**Aim 1**
Pick out every line of the listing that contains the word "hanging", and copy each one.

# Sturmey Archer CS-RK3, 3x9 IGH



## adjitridika (Dec 24, 2010)

Anybody ever try/saw this for offroad use? is it good for cross country riding?

well, the internal gear is 3 speed, it imitates triple crankset, and you can use 8/9 speed cassette on it, so consider it's a 3x9 (yeah not, 27 speed IGH).

Sturmey Archer

CS-RK3
Specs

• Speed 3 x 8/9 Speed
• Type - Freewheel
• Hub Shell Material - 6061 Aluminum
• Axle Diameter - 13/32" Slotted
• Axle Length - 179mm
• Over Locknut Dimension - 135mm
• Right Axle Protrusion Length - 22mm
• Left Axle Protrusion Length - 22mm
• Spoke Holes - 36
• Pitch Circle Diameter - 67mm
• Center to Flange Right - 21.4mm
• Center to Flange Left - 35.4mm
• Flange Width - 53mm
• Spoke Compatibility - 13g or 14g
• Cassette Sprocket Type - 8/9 Speed
• Max Sprocket - 34T
• Min. Sprocket - 11T
• Chain Line: 45mm
• Indicator Chain - HSA716 Mark 8

• Weight - 1155g

Gear Ratio

• Overall Range - 177%
• Gear 1 - 75% (-)25%
• Gear 2 - 100% Direct Drive (Gear 1 + 33%)
• Gear 3 - 133% (+)33.3% (Gear 2 + 33%)


----------



## NEPMTBA (Apr 7, 2007)

Thought about it but SA stuff is usually really heavy...
...did I figure right, that baby is 4 pounds?

What's the cost on that unit?

Thanks


----------



## hyperfocal (Sep 21, 2012)

**Records provided**

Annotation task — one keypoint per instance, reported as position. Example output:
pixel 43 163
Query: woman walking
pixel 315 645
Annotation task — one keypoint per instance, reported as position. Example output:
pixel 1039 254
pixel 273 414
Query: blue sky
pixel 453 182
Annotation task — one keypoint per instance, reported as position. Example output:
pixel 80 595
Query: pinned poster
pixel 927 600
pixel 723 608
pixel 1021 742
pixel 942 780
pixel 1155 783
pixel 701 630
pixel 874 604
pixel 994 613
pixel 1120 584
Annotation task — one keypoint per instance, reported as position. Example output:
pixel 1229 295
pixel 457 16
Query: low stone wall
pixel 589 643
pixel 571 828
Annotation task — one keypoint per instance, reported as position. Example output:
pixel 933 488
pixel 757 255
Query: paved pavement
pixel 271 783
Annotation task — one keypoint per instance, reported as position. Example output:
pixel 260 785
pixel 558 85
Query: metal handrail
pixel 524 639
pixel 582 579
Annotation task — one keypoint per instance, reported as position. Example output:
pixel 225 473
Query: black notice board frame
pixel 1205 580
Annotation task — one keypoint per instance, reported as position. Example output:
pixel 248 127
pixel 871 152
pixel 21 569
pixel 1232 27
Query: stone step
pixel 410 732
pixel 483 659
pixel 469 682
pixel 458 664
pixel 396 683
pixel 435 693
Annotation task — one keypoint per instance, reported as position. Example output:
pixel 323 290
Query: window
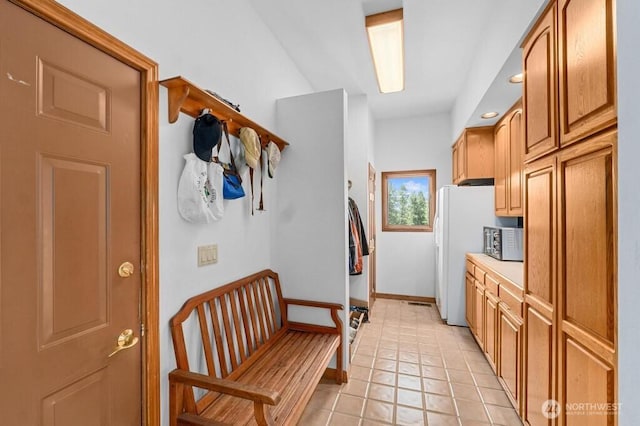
pixel 408 200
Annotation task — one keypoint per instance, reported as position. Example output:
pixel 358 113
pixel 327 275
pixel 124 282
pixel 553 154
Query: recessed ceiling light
pixel 516 78
pixel 386 41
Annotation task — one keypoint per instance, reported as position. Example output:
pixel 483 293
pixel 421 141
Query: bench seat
pixel 276 366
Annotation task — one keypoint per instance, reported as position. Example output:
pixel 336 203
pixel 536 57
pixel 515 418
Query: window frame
pixel 428 173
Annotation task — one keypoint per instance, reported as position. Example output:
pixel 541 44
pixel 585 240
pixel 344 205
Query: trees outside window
pixel 408 200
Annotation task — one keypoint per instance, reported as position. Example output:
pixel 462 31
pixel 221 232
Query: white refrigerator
pixel 461 213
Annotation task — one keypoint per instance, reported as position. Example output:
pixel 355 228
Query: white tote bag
pixel 200 195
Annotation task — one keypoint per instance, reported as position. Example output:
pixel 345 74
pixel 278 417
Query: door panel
pixel 540 229
pixel 538 368
pixel 540 87
pixel 587 219
pixel 587 67
pixel 589 379
pixel 501 166
pixel 70 215
pixel 515 164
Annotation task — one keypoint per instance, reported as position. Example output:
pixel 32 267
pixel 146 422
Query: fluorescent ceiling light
pixel 386 41
pixel 517 78
pixel 488 115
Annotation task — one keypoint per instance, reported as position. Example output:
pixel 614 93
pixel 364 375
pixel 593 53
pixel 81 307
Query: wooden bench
pixel 260 367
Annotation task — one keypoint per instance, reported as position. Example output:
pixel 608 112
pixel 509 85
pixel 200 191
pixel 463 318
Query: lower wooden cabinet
pixel 538 368
pixel 491 326
pixel 479 320
pixel 494 305
pixel 470 291
pixel 510 344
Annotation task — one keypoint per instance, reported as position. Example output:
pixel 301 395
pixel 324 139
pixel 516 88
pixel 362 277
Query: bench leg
pixel 176 396
pixel 339 363
pixel 262 415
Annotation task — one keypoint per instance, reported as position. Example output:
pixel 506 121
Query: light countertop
pixel 513 271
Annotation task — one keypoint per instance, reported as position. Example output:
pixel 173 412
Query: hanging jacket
pixel 358 246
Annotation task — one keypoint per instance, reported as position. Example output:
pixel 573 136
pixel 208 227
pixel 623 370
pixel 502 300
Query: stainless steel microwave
pixel 503 243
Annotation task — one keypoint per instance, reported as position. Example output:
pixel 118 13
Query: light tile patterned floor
pixel 410 369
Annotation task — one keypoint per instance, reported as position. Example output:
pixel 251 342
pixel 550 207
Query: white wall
pixel 628 15
pixel 310 232
pixel 509 24
pixel 406 260
pixel 223 46
pixel 359 141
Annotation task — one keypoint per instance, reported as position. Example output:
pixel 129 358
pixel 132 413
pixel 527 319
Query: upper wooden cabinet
pixel 540 87
pixel 473 156
pixel 587 67
pixel 509 162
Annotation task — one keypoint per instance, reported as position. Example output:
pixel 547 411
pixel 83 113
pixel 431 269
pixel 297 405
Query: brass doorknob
pixel 125 341
pixel 126 270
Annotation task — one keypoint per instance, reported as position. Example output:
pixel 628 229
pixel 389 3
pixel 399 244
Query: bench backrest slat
pixel 227 325
pixel 233 350
pixel 236 321
pixel 204 331
pixel 271 308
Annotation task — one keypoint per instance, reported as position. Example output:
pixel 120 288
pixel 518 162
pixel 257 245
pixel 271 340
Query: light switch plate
pixel 207 255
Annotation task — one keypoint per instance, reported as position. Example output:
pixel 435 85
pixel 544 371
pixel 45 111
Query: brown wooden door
pixel 501 166
pixel 540 87
pixel 587 279
pixel 540 288
pixel 454 165
pixel 515 160
pixel 586 50
pixel 70 216
pixel 372 235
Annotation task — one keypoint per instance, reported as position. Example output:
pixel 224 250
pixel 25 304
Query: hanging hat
pixel 273 155
pixel 207 131
pixel 252 148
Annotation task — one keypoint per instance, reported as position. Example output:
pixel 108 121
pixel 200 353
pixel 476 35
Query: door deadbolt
pixel 126 270
pixel 125 341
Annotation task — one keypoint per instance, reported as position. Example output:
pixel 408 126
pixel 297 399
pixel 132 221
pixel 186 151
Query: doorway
pixel 372 234
pixel 78 214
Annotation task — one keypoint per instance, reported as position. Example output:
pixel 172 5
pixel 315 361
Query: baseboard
pixel 330 374
pixel 358 302
pixel 422 299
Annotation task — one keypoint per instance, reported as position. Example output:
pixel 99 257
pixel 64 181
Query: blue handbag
pixel 231 180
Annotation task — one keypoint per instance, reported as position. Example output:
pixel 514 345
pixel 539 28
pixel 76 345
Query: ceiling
pixel 327 41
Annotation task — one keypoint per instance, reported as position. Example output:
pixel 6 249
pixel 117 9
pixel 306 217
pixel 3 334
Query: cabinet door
pixel 539 365
pixel 478 320
pixel 587 275
pixel 540 287
pixel 454 165
pixel 470 291
pixel 491 327
pixel 540 230
pixel 479 153
pixel 510 329
pixel 540 87
pixel 587 64
pixel 501 167
pixel 462 159
pixel 514 176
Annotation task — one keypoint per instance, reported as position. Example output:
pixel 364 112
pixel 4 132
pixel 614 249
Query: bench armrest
pixel 313 304
pixel 229 387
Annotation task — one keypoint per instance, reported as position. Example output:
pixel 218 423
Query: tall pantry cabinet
pixel 570 186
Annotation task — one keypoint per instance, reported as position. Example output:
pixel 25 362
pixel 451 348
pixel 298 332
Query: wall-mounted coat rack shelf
pixel 188 98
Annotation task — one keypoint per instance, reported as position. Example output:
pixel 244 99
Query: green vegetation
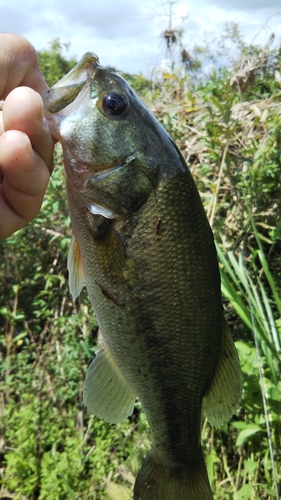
pixel 228 126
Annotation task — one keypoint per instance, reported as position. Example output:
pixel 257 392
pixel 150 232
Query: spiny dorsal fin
pixel 75 268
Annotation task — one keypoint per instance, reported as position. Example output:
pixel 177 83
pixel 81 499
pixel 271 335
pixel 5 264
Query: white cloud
pixel 127 34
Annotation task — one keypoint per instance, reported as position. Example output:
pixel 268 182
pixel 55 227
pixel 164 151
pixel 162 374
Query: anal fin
pixel 224 394
pixel 106 393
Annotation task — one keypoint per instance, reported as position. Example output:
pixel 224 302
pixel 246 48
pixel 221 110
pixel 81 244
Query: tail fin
pixel 155 481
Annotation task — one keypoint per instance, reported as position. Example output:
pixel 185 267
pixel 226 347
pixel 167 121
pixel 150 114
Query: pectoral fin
pixel 75 268
pixel 223 396
pixel 106 392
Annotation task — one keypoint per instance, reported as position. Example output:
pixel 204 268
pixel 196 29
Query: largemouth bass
pixel 143 245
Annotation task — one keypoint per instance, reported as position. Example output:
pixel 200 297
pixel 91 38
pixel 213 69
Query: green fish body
pixel 143 245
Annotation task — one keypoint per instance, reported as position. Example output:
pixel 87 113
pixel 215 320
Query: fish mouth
pixel 65 91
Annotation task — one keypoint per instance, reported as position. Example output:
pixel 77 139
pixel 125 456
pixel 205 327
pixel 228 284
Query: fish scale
pixel 143 245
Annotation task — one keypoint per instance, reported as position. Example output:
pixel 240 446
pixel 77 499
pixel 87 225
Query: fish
pixel 144 247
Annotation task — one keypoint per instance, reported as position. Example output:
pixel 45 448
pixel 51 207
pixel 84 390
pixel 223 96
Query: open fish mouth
pixel 65 91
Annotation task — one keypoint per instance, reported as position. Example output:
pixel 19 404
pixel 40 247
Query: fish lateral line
pixel 157 226
pixel 109 296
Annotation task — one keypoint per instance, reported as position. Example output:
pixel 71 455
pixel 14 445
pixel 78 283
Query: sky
pixel 126 34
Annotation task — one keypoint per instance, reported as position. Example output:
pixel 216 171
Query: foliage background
pixel 228 127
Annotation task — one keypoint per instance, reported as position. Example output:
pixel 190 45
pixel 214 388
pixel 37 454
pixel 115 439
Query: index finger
pixel 19 65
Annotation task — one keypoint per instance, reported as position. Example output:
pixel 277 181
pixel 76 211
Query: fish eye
pixel 114 104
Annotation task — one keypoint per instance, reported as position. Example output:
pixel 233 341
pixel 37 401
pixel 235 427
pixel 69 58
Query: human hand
pixel 26 145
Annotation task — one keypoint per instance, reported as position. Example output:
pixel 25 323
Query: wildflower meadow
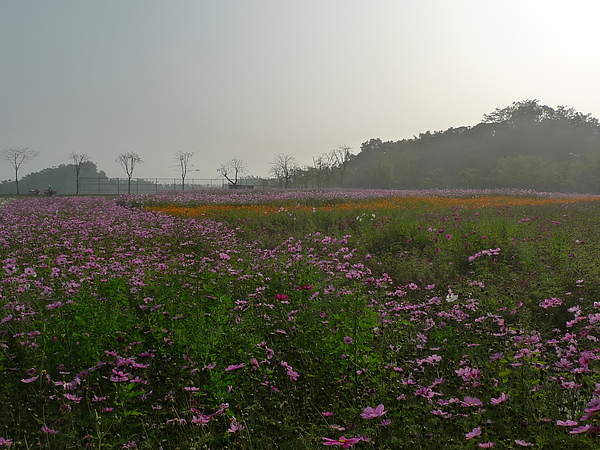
pixel 301 320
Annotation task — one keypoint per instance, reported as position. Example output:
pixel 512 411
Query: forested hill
pixel 525 145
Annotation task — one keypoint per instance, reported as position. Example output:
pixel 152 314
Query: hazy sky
pixel 249 79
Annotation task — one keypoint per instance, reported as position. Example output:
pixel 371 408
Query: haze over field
pixel 251 79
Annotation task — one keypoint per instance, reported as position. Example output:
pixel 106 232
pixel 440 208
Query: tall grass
pixel 358 323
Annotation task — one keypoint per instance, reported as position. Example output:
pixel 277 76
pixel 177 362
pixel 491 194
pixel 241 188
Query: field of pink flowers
pixel 380 327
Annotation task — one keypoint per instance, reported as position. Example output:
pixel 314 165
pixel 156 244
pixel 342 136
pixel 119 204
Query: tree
pixel 232 170
pixel 340 157
pixel 183 158
pixel 16 157
pixel 284 167
pixel 128 162
pixel 78 160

**Aim 2**
Answer these questions about the hub thread:
(a) How many spoke holes does the spec list give?
(b) What overall range appears under "Gear Ratio"?
(c) According to the opening post, what does the 3-speed internal gear imitate?

**Correct response 1**
Query: hanging jacket
Query: hanging hat

**Correct response 2**
(a) 36
(b) 177%
(c) A triple crankset